→ Records provided:
··········
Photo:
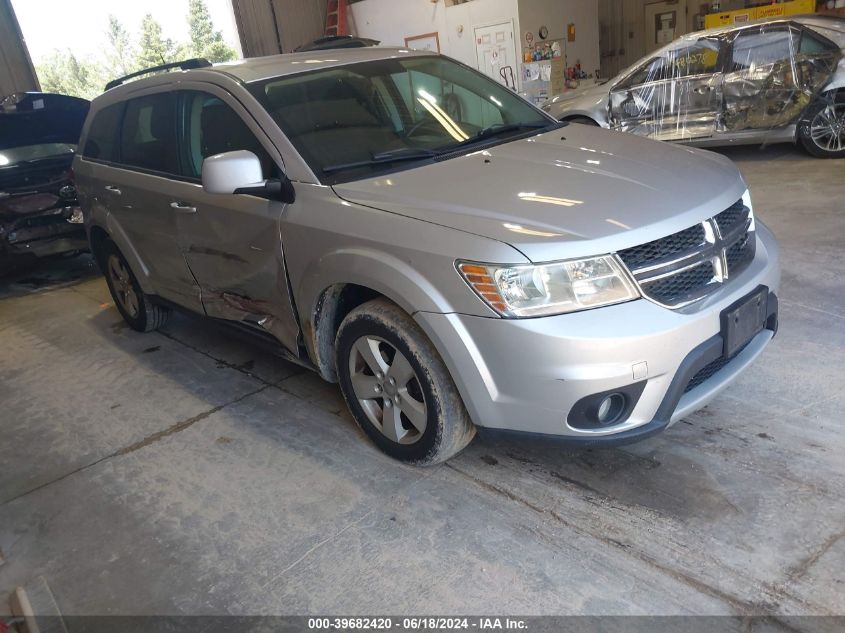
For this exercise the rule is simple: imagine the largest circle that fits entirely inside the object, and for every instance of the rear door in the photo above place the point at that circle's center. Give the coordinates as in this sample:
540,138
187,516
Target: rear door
674,96
232,242
770,79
··········
→ What this task involves: Return each entry above line for line, with no changes and without the pictures.

→ Output for this exercise:
Photo:
For this exercise the rule is simple: imagine the largest circle that fits entirely inside the object, and for every instance of the rear door in the photo above place the point at that circle's center. Give the coordinates as in this sample:
540,138
187,516
Target: rear door
674,96
232,242
770,79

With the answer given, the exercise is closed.